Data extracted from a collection
● ● ● ●
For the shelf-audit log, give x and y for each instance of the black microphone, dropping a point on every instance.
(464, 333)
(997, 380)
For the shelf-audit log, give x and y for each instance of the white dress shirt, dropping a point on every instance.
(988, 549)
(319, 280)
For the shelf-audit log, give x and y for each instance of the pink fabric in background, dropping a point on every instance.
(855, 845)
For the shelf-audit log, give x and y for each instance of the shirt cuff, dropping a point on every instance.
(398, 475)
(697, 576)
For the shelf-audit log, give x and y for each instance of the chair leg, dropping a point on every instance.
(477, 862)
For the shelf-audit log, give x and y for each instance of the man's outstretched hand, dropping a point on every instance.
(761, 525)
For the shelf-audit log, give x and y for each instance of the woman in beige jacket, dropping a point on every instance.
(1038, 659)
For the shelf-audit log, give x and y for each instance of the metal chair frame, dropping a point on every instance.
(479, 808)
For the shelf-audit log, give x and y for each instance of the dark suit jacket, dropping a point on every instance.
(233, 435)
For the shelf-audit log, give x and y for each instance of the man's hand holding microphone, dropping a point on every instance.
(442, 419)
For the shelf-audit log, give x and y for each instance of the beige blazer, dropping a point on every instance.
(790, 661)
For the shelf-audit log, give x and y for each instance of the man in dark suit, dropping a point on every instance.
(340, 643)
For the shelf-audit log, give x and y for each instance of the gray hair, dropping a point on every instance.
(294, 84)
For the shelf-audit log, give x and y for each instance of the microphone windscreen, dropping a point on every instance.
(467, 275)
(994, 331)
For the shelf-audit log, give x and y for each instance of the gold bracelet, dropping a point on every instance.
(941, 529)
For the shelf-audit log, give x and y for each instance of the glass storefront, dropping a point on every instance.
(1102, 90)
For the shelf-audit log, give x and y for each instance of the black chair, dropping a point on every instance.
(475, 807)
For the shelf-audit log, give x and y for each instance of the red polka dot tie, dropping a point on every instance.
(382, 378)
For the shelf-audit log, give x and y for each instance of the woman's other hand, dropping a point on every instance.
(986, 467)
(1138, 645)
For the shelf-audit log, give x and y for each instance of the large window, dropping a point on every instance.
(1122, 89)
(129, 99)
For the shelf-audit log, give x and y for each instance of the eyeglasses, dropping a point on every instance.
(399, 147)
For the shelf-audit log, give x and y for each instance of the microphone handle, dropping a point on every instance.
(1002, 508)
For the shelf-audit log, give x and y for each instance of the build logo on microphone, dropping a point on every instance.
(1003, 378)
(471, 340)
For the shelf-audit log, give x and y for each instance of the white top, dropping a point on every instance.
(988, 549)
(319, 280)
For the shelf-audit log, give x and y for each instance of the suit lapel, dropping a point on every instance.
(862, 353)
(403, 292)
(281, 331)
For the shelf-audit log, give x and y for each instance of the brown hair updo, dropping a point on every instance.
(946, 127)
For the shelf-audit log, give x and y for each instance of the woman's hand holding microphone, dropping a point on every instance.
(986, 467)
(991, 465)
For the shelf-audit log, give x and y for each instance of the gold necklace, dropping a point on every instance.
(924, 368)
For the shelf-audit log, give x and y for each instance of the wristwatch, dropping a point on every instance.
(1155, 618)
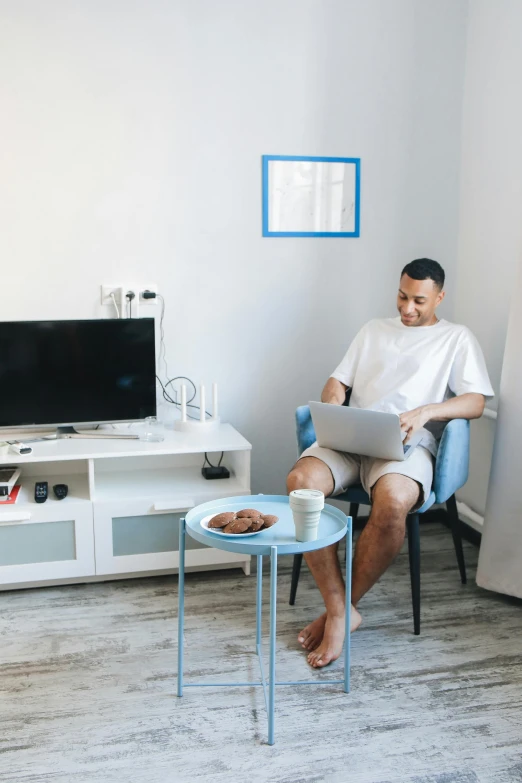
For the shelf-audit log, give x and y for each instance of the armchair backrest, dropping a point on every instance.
(452, 463)
(304, 428)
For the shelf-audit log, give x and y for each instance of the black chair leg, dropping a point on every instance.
(354, 510)
(453, 516)
(414, 555)
(296, 570)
● ● ● ●
Work task
Could you print the data exactly as it appears and keep the pictures out?

Your solution
For the shelf-audit log, give x and y for each instance of the black microphone, dropping a point on every instance.
(464, 333)
(997, 380)
For the shelf-audit log, give x and y for each instance of the white dress shirt, dropping a point on every instance.
(988, 549)
(319, 280)
For the shelf-audit log, give x and y for each instance of the pink fabric in background, dropping a point on every instance.
(855, 845)
For the shelf-audit log, give x and y for each instance of the shirt cuff, dropping a point on every instance.
(398, 475)
(697, 576)
For the shelf-audit log, give x and y for each instance of the chair leg, dropping a point on every instance.
(477, 862)
For the shelf-audit log, give x and y for each instance of the man's outstretched hand, dropping a point on every instance.
(761, 525)
For the shelf-audit log, give x and y for each instance of the woman in beige jacket, dropping a point on every instance.
(1038, 659)
For the shelf-audit log, give x and y for each instance of the metal chair frame, dropping a point on every instance.
(479, 808)
For the shelf-audit log, give x and y for each instance of the dark suit jacket, dropping a point on every instance.
(233, 435)
For the shelf-audit log, give x and y for each instance of the man's hand holding microphone, dropping a point on every instance.
(442, 419)
For the shelf-audit log, give x and y for each instance of the beige blazer, dropping a point on every instance.
(790, 661)
For the shelf-audit log, give x and y for each instance of the man in dark suit, dropping a point on every instance.
(340, 643)
For the shelf-audit log, give x and y for each instance of the gray hair, dropping a point on every instance.
(294, 84)
For the shelf-audit log, give x and y for each instance of the microphone windscreen, dropping a point on every instance.
(467, 275)
(994, 331)
For the shelf-audit log, give x and y for each instance of the gold bracelet, dropping a point on every instance.
(941, 529)
For the shelf-audit log, give x and y for each instance of the glass storefront, dropping a point on every instance.
(1102, 90)
For the shelf-audit log, give x and y for each instance of the black chair, dropping a point on every instance.
(475, 807)
For the shelf-audit log, give x and y for each instance of the red polka dot tie, dropping a point on every instance.
(382, 378)
For the shelf-audit log, give x and y for each instance of the woman's other hand, dropping a point on every instance.
(986, 467)
(1138, 645)
For the shelf-audit log, give x and y for each instance of the large window, dropping a point on every instance.
(1122, 89)
(129, 99)
For the shelf-audit log, give x and y for each instance of the eyeglasses, dropping a point on every instance.
(399, 147)
For the shelf-audit log, give x and y for each instance of the microphone handle, dropping a point on every instance.
(1002, 508)
For the shelf-audit log, give x and y for each instance of the build logo on microphone, dropping a point on every instance.
(1003, 378)
(471, 340)
For the shelf-audit log, give x and y for each instance of the white top, dropping a point on every instance.
(988, 549)
(319, 280)
For the shelf-audit log, give x and y for each instance of the suit lapel, dropping a point on every instance.
(862, 353)
(403, 292)
(281, 331)
For the shelf-audit log, give x and y for each instance of the brown hair updo, dropping a point on every instance.
(946, 127)
For the shelf-audit log, give x and y for each instance of the woman's hand holding microphone, dropping a point on every instance.
(986, 467)
(991, 465)
For the shelf-audit log, give x and y for each instance of the gold necklace, dropping a point on every instance.
(924, 368)
For the shelf-audit log, give x and y for each instance of the wristwatch, dropping a point on every instance.
(1155, 618)
For the shelf-audit log, give x and y for each instance of the armchair backrest, dropping a point on every instance.
(452, 463)
(304, 428)
For the shelf-audit log, give x and y for each instance of the black chair leg, dropping a point on every instance.
(354, 510)
(453, 516)
(414, 555)
(296, 570)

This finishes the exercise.